──────── Exercise inputs ────────

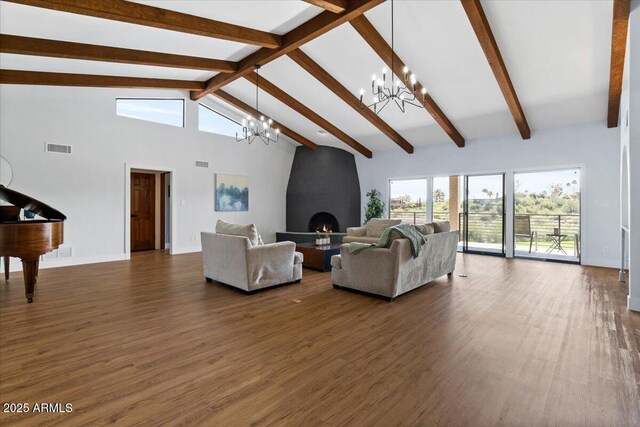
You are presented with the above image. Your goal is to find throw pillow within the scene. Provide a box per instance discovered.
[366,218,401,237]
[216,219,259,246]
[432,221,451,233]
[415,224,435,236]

────────
──────── Exercise inputs ────────

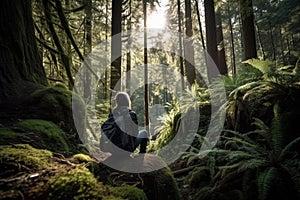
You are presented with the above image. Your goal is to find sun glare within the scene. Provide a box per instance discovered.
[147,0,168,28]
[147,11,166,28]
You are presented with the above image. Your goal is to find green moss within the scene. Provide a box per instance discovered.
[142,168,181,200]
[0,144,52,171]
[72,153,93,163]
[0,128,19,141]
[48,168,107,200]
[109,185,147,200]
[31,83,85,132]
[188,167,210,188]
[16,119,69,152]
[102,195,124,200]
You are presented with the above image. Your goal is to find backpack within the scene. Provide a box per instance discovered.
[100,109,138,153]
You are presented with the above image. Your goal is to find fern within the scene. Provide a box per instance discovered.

────────
──────── Exercise inputs ────────

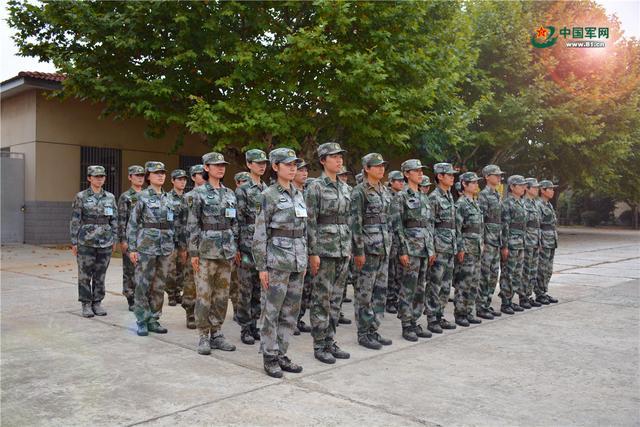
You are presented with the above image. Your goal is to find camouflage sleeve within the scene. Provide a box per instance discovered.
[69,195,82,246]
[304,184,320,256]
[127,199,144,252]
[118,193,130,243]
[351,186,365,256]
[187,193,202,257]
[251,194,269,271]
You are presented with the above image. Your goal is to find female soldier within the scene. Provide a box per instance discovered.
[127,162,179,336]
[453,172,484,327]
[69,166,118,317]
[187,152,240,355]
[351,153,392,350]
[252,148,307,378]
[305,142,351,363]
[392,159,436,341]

────────

◆ To be done ◆
Rewrite the lines from the one with "to find throw" up to and including the one with "[415,224,435,236]", swapping "throw pillow" for "cushion" and keeping everything else the same.

◆ Written solution ◆
You are presented with the above image. Your goal is to find cushion within the scene. Provide a box per instance discovered.
[366,218,401,237]
[216,219,259,246]
[432,221,451,233]
[415,224,435,236]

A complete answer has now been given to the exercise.